### Text to read
* * * * *

Sunday, May 22, 2016

Roadtrip Day 5: Youngstown, OH to Scranton, PA

Rain, rain go away..... Today was wet Pennsylvania day. With heavy morning fog, they did not think they would make it to their planned destination (Scranton, PA) as shown on their Glympse planned itinerary:

but they did reach Scranton mid-afternoon and are now sitting 50 miles short of the New York state border. The hilly Appalachian mountains gave them some good roller coaster entertainment they could have done without.

They now have enough fuel points for one shower. One shower - any taker? ..... hmmm it seems they are enjoying their ripened state or they just want to have the Star Asia Buffet dinner place across the street to themselves. Warning to locals: avoid 6-7pm EST at Star Asia Buffer tonight.

Weather permitting, they should arrive at their final destination, Mystic, CT, tomorrow afternoon!

Saturday, May 21, 2016

Day Trip Day Four: A Report From the Field

Today we entered, but did not quite leave (Youngstown), Ohio. Much of the time was spent on more rural detours that, in theory, should be clear of obstructions for a wide 'n' high load, but not everyone is keeping their trees inboard nor do they refrain from enthusiastic flags displayed from light poles, putting their patriotic manifestations well into the lane and below our gunwales. Still, despite the slow, careful progress, at least it isn't boring, knock your teeth out, rutted highway. On a more amusing route, they took us around a construction zone smack into the local county fair where we spent some VERY slow time behind a horse drawn buggy! We have yet again found something on the road slower than us.

* * * * *

### Directive 1
Write out the portion of the road trip blog starting with "They now have" and going on through "Asia Buffer tonight.".

* * * * *

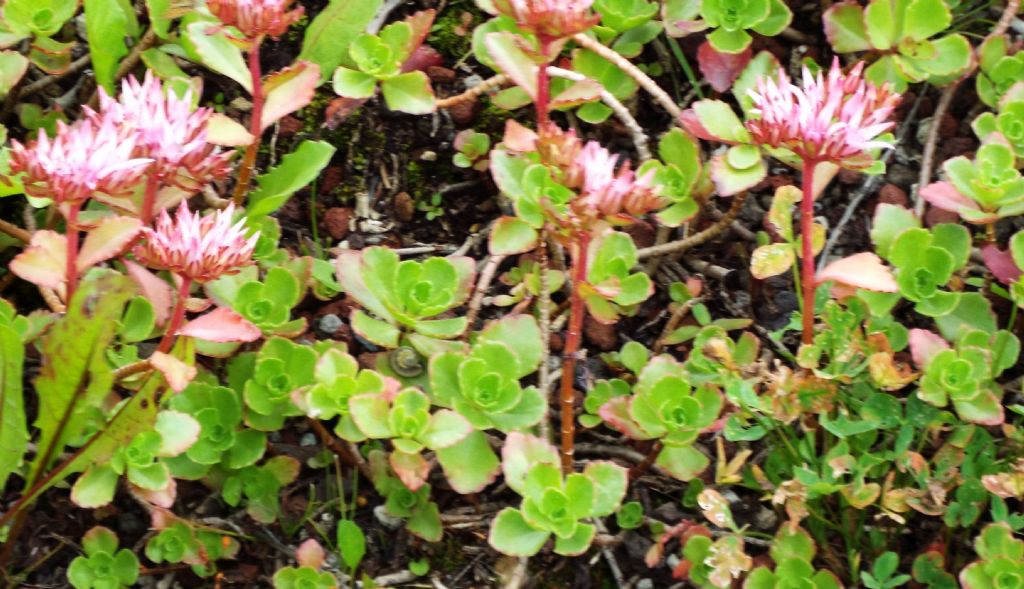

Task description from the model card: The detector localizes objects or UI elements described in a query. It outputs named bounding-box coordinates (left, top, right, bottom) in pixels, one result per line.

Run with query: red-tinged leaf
left=908, top=328, right=949, bottom=369
left=484, top=31, right=537, bottom=99
left=502, top=119, right=538, bottom=153
left=295, top=538, right=326, bottom=569
left=260, top=61, right=319, bottom=130
left=124, top=260, right=174, bottom=326
left=128, top=476, right=178, bottom=509
left=178, top=306, right=261, bottom=343
left=981, top=244, right=1021, bottom=285
left=206, top=113, right=255, bottom=148
left=597, top=396, right=650, bottom=439
left=817, top=252, right=899, bottom=292
left=388, top=450, right=430, bottom=492
left=9, top=230, right=68, bottom=289
left=697, top=41, right=754, bottom=92
left=150, top=351, right=196, bottom=392
left=401, top=45, right=444, bottom=74
left=77, top=217, right=142, bottom=272
left=921, top=182, right=980, bottom=213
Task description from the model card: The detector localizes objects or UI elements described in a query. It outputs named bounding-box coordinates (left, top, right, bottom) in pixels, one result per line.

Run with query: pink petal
left=921, top=182, right=979, bottom=213
left=909, top=328, right=949, bottom=369
left=388, top=451, right=430, bottom=492
left=178, top=306, right=262, bottom=343
left=124, top=260, right=174, bottom=326
left=150, top=351, right=196, bottom=392
left=817, top=252, right=899, bottom=292
left=77, top=217, right=142, bottom=271
left=981, top=244, right=1021, bottom=285
left=8, top=230, right=68, bottom=289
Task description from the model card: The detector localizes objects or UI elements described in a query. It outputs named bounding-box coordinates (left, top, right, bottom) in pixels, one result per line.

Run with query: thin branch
left=463, top=255, right=505, bottom=339
left=913, top=0, right=1021, bottom=217
left=637, top=191, right=746, bottom=260
left=572, top=33, right=683, bottom=121
left=548, top=67, right=652, bottom=162
left=434, top=74, right=509, bottom=109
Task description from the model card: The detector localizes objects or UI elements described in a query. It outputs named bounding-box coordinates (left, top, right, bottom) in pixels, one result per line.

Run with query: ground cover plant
left=0, top=0, right=1024, bottom=589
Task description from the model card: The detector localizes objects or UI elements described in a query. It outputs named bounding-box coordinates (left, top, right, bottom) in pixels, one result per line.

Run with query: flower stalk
left=800, top=159, right=817, bottom=344
left=560, top=230, right=591, bottom=474
left=231, top=35, right=263, bottom=206
left=157, top=276, right=193, bottom=353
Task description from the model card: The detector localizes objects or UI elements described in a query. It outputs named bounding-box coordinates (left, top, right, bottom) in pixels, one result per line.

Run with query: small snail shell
left=387, top=345, right=423, bottom=378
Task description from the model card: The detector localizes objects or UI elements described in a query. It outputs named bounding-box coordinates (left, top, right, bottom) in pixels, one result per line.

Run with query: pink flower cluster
left=568, top=141, right=666, bottom=217
left=134, top=203, right=259, bottom=283
left=206, top=0, right=303, bottom=40
left=494, top=0, right=601, bottom=39
left=10, top=109, right=152, bottom=205
left=99, top=72, right=230, bottom=193
left=746, top=59, right=900, bottom=169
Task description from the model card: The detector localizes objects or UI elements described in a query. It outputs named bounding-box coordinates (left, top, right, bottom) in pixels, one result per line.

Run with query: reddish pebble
left=925, top=205, right=959, bottom=227
left=324, top=207, right=353, bottom=240
left=879, top=184, right=909, bottom=207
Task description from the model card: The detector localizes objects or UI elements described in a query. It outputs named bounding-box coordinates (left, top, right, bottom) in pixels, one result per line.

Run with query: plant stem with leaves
left=560, top=232, right=590, bottom=473
left=232, top=36, right=263, bottom=206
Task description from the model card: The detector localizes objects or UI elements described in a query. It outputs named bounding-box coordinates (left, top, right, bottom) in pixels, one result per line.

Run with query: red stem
left=800, top=159, right=817, bottom=344
left=561, top=232, right=590, bottom=474
left=537, top=35, right=551, bottom=129
left=232, top=36, right=263, bottom=206
left=65, top=202, right=82, bottom=306
left=141, top=173, right=160, bottom=225
left=157, top=277, right=191, bottom=353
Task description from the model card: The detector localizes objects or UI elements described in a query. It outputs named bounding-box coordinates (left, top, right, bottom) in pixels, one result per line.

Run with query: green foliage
left=824, top=0, right=972, bottom=92
left=145, top=519, right=239, bottom=577
left=68, top=525, right=138, bottom=589
left=700, top=0, right=793, bottom=53
left=959, top=523, right=1024, bottom=589
left=488, top=433, right=627, bottom=556
left=333, top=10, right=434, bottom=115
left=337, top=247, right=475, bottom=356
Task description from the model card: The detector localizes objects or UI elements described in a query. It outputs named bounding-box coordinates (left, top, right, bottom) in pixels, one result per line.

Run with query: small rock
left=324, top=207, right=354, bottom=241
left=449, top=97, right=477, bottom=127
left=278, top=115, right=302, bottom=137
left=925, top=205, right=959, bottom=227
left=393, top=192, right=416, bottom=223
left=316, top=312, right=345, bottom=336
left=427, top=66, right=455, bottom=84
left=879, top=184, right=909, bottom=207
left=583, top=317, right=618, bottom=351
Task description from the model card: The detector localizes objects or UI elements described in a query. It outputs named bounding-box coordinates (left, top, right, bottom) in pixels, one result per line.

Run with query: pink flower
left=746, top=59, right=900, bottom=169
left=10, top=109, right=151, bottom=205
left=99, top=72, right=229, bottom=193
left=568, top=141, right=666, bottom=217
left=494, top=0, right=601, bottom=39
left=135, top=203, right=259, bottom=283
left=206, top=0, right=303, bottom=39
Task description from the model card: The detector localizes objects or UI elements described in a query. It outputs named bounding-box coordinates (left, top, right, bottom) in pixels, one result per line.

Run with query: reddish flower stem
left=536, top=35, right=551, bottom=129
left=561, top=232, right=590, bottom=474
left=157, top=277, right=191, bottom=353
left=800, top=159, right=818, bottom=344
left=140, top=173, right=160, bottom=225
left=65, top=202, right=82, bottom=303
left=232, top=36, right=263, bottom=207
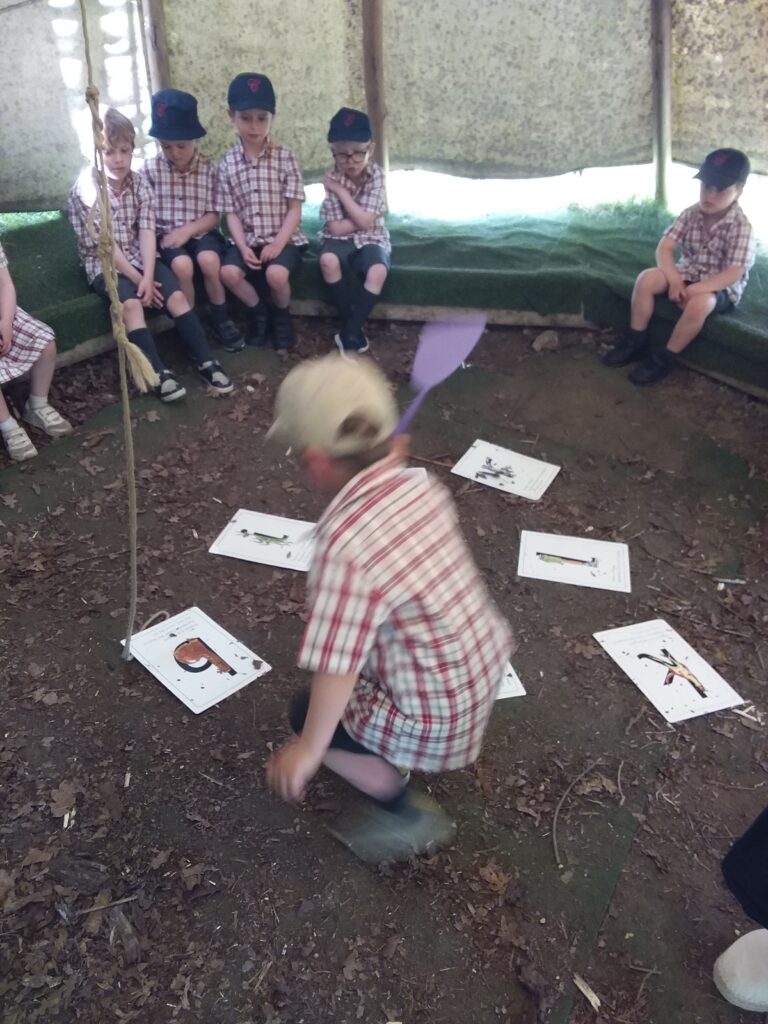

* * * * *

### Directive 2
How many lines of the records contain the string "pink"? Case counts, and reply with only the number.

### Final result 1
They now have enough fuel points for one shower. One shower - any taker? ..... hmmm it seems they are enjoying their ripened state or they just want to have the Star Asia Buffet dinner place across the street to themselves. Warning to locals: avoid 6-7pm EST at Star Asia Buffer tonight.

### Final result 2
3